*** SOURCE DATA ***

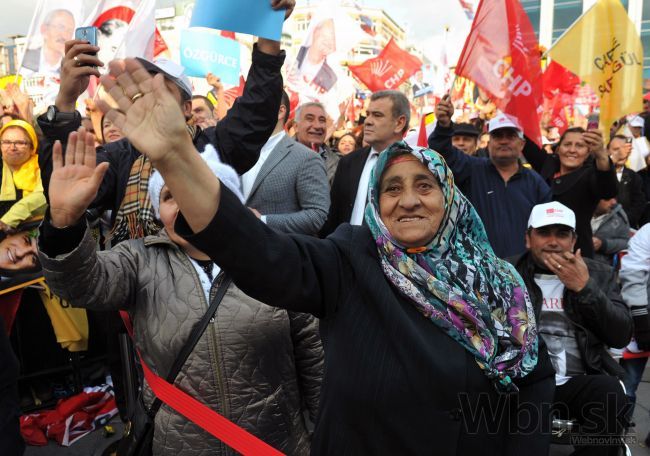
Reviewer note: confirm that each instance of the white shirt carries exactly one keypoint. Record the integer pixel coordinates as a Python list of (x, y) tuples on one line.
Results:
[(248, 178), (362, 189)]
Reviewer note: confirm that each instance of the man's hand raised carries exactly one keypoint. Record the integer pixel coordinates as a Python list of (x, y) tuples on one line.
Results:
[(75, 178)]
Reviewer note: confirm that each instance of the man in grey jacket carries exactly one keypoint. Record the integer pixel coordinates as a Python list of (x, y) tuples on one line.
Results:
[(611, 230), (287, 188)]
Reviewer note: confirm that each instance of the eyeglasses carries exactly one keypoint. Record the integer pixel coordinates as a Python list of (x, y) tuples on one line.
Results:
[(17, 144)]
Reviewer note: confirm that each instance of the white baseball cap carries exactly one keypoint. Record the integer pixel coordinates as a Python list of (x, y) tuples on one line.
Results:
[(502, 120), (637, 121), (171, 70), (553, 213)]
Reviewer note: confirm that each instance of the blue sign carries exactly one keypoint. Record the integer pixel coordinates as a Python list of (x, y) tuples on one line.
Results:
[(204, 52), (254, 17)]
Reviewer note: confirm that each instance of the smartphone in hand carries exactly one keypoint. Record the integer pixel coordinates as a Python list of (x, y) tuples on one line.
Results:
[(592, 122), (88, 34)]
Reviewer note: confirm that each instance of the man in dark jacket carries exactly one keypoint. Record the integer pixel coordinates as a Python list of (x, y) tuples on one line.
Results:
[(580, 312), (630, 185), (500, 188)]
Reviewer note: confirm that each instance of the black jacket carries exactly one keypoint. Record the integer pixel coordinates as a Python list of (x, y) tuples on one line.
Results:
[(579, 190), (344, 189), (395, 383), (599, 315), (631, 196), (238, 137)]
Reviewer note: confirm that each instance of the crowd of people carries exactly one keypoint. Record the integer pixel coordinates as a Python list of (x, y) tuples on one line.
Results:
[(357, 294)]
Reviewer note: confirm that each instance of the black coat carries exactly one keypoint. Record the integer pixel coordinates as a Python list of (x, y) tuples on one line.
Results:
[(579, 190), (344, 189), (394, 383), (599, 315), (238, 137)]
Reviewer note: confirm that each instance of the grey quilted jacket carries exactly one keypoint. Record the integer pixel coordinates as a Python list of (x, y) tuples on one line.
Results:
[(260, 366)]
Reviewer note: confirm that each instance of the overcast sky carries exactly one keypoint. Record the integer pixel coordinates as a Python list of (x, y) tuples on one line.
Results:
[(425, 20)]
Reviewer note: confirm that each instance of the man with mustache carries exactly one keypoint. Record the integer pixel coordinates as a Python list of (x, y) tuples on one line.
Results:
[(579, 313), (500, 188)]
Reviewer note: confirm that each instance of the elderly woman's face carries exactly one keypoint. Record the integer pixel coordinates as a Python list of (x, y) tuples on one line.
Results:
[(16, 147), (411, 203)]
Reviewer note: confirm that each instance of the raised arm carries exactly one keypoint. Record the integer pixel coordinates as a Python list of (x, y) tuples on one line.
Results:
[(293, 272), (251, 120)]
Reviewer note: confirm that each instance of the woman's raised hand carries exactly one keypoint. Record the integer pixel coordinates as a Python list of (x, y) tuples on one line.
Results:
[(75, 178), (149, 115)]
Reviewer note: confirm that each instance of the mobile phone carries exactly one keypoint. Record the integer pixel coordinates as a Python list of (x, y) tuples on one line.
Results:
[(87, 34)]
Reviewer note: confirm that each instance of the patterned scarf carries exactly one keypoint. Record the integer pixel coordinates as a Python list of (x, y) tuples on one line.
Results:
[(135, 218), (457, 281)]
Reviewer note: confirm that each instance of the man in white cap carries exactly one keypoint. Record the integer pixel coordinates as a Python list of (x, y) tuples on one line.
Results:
[(579, 313), (500, 188), (640, 144)]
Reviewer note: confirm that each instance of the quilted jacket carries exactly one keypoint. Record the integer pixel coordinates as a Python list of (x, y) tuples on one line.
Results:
[(260, 366)]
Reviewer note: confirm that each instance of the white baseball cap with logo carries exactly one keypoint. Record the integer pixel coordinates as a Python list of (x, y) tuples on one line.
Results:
[(553, 213), (502, 120), (171, 70)]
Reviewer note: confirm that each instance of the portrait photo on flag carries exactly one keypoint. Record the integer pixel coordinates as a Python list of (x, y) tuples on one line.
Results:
[(53, 23), (315, 74)]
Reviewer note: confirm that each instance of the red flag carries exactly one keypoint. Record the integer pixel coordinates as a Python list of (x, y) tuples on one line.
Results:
[(557, 78), (391, 68), (506, 65)]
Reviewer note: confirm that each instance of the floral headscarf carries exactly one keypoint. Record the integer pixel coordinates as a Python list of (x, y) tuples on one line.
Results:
[(457, 281)]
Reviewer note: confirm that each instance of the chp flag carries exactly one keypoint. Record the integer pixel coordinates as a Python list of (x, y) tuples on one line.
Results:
[(392, 67), (505, 65), (604, 49)]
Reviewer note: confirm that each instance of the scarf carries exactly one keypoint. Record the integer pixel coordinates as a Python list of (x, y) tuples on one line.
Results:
[(457, 281), (135, 218), (27, 179)]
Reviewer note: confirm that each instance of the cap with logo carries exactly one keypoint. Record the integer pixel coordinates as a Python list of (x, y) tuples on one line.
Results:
[(172, 71), (502, 120), (553, 213)]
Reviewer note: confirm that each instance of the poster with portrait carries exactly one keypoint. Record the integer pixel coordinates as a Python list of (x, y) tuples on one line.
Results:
[(316, 73), (19, 265), (53, 23)]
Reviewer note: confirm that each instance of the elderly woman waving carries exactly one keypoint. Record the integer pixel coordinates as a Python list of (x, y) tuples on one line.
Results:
[(430, 339)]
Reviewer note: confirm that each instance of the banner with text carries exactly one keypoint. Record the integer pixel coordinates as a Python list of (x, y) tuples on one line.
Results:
[(204, 51)]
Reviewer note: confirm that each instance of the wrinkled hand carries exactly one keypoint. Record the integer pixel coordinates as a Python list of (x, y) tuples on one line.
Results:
[(75, 76), (444, 111), (569, 268), (75, 179), (149, 116), (597, 243)]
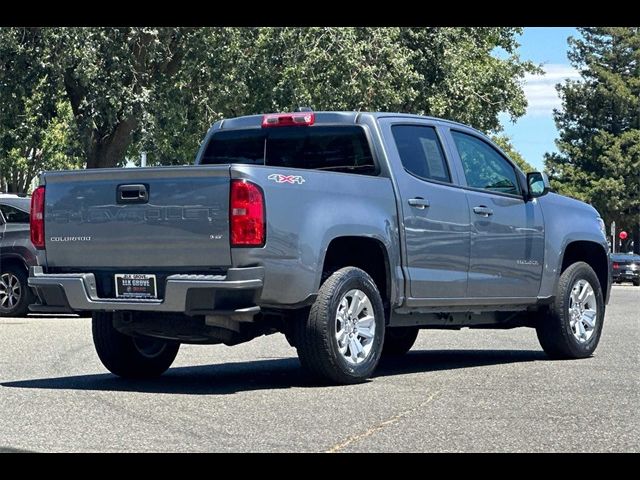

*** End of SOURCE DATA ***

TASK DETAILS = Without copying the pictures, transcribe the entries exactly.

RESPONSE BOX =
Reviewer note: confirm that each instance of the white shirt carries exactly one keypoint. Record the integer pixel coordinates as a Python list of (x, y) tuples on one line.
Results:
[(248, 178), (362, 189)]
Reviewer note: confirm that each instance of the man's hand raised carries exactly one keypoint. Record the integer pixel coordinates as a Python list of (x, y) tuples on one line.
Results:
[(75, 178)]
Reviewer note: confirm that each instance of the man in grey jacket carries exactly one keypoint. Record the integer pixel coordinates as a Python list of (x, y) tuples on one line.
Results:
[(611, 230), (287, 188)]
Reviewer note: confirm that each instance of the eyeglasses carries exactly one keypoint. Record the integer pixel coordinates as a Python list of (x, y) tuples on one line.
Results:
[(17, 144)]
Reviewer note: confirm that each instance of the white baseball cap carries exactly one keypoint. Record the integer pixel coordinates as a Python list of (x, y) tuples on one line.
Results:
[(502, 120), (637, 121), (171, 70), (553, 213)]
Reviewer note: confirm that each instance of the blue sign carries exactly one keypoint. Record the integer pixel coordinates as a Python list of (x, y) tuples on one line.
Results:
[(204, 52), (254, 17)]
Reviewer note: confirm that each instance of the smartphone in hand carries exactly one keypoint. Record the integer pixel coordinates as a Python list of (x, y) tuples on one line.
Results:
[(592, 122), (88, 34)]
Reviewer note: confirm that each instance of the man in dark jacket carries exactly one keypoint. Record the integer pixel coordinates as a Python list of (x, y) tuples on one line.
Results:
[(580, 312), (630, 185), (500, 188)]
Reviewer note: confirm that each instance of the black jacket carries exactly one keypoint. Record the integer pixel coordinates as a Python list of (x, y) tuples on one line.
Results:
[(579, 190), (344, 189), (395, 383), (599, 315), (631, 196), (238, 137)]
Reviewer note: confirm that each instance of the crowd of people carries exactly one keypoint. Record the integer pixel coordinates as a Python list of (x, y) tuples on one line.
Results:
[(357, 294)]
Reviewer note: confirm that each instance of the black coat carries exactly one keypoint. Record the integer pixel coordinates as a Python list of (x, y) tuples on one line.
Results:
[(579, 190), (344, 189), (394, 383), (599, 315), (238, 137)]
Reviewer note: confirm that each instance of the grey quilted jacket carries exactly one keypoint. Record the integer pixel coordinates as a Python list of (x, y) tuples on one line.
Results:
[(260, 366)]
Reviewer note: confirm that each instance of the overcast sky carries exactly one keypoint. Record the integer pixel coordinates as a Python list of (x, y) tuples on one line.
Results:
[(425, 20)]
Reviewer note: confirm that each instance of the man with mustache carries exactly one keypoint. Record the integer pixel coordinates as a Python list of (x, y) tuples on one line.
Results:
[(579, 313), (500, 188)]
Reviewer note: confirm that each instance of the elderly woman's face carries exactly one keypoint. Record the integer pixel coordinates as a Python list of (x, y) tuples on one line.
Results:
[(16, 147), (411, 203)]
Reviewer note: confirm that each instance of the raised arm carries exactly one keypoint. Record the integer pixel coordinates as a Python list of (x, y) tuples on one line.
Results:
[(293, 272), (251, 120)]
Reviewer note: confirm that each instance of the woman's raised hand carries exactly one keypoint. Record the integer pixel coordinates as a Python list of (x, y) tuples on one line.
Results:
[(75, 178), (149, 115)]
Reviewer note: confirm that each instance of the mobile phone carries exactly one keypoint. Record the integer pixel coordinates as a Python list of (x, y) tuples on one line.
Results:
[(87, 34)]
Reviewer note: confirm that each instance of the patterned scarf carries exactly one keypoint. Record the integer pixel coordinates as a Python list of (x, y) tuples on one line.
Results:
[(135, 218), (457, 281)]
Reviewer note: confirm that each instance of the man in white cap carries exactly one keypoint. Record the integer pixel coordinates as a Python list of (x, y) tuples on one line.
Results:
[(579, 313), (500, 188), (640, 144)]
Reviewer note: confirm that each instance of the quilted jacket carries exactly one keypoint. Record the integer pixel coordinates as a Python list of (x, y) tuples on one line.
Results:
[(260, 366)]
Reviewer note: confirm that each instance of the white baseball cap with logo carries exactly one keypoint. Record the integer pixel coordinates as a Python list of (x, y) tuples on one line.
Results:
[(553, 213), (502, 120), (171, 70)]
Reviewer note: confirm that each instance of the portrait photo on flag carries exactly one keypoint. Record the integer pixel coordinates as a Python list of (x, y) tuples on one line.
Results:
[(53, 23), (315, 74)]
Reviewer note: confirm that each instance of the red flag carries exactly one keypoint. Record the integer pixel coordinates as a Python list of (x, y) tuples on one line.
Results:
[(557, 78), (391, 68), (506, 65)]
Reviewer note: confirm that each instance of the floral headscarf carries exactly one keypoint. Record the integer pixel coordinates as a Python list of (x, y) tuples on one line.
Results:
[(457, 281)]
Reviewer note: confirm that each instance of the chp flag carries exactly one keypoint. Record the integer pixel coordinates as a Python list of (x, y) tuples on one line.
Results:
[(392, 67), (505, 65), (604, 49)]
Reviewer note: confirm that each instance of the scarf carries exactly one keypoint. Record the integer pixel coordinates as a Python list of (x, y) tuples on one line.
Results:
[(457, 281), (135, 218), (27, 179)]
Reviewer note: confirm that each instance of the cap with logo carries exactly one keypoint. Record the integer pixel coordinates as a Python list of (x, y) tuples on one line.
Results:
[(172, 71), (502, 120), (553, 213)]
Reviewer note: confirm that each instance of the poster with portrait carries exactly one keypoint. Record the integer pixel coordinates as a Python list of (x, y) tuples on one line.
Results:
[(316, 73), (19, 265), (53, 23)]
Reviewer note: confirm that each instance of the elderly woman waving carries exactly one keypoint. Record the integer pixel coordinates as a Python list of (x, y) tuples on one line.
Results:
[(430, 339)]
Reviewer note: confirm that each instance of the banner with text carries exactly one keypoint. Record the integer pixel coordinates as a Python list of (x, y) tuples on one line.
Results:
[(204, 51)]
Reviewer note: confirm that each instance of the wrinkled hand carries exactly one keypoint. Record the integer pixel coordinates as a Python list of (x, y) tuples on one line.
Results:
[(75, 76), (444, 111), (569, 268), (75, 179), (149, 116), (597, 243)]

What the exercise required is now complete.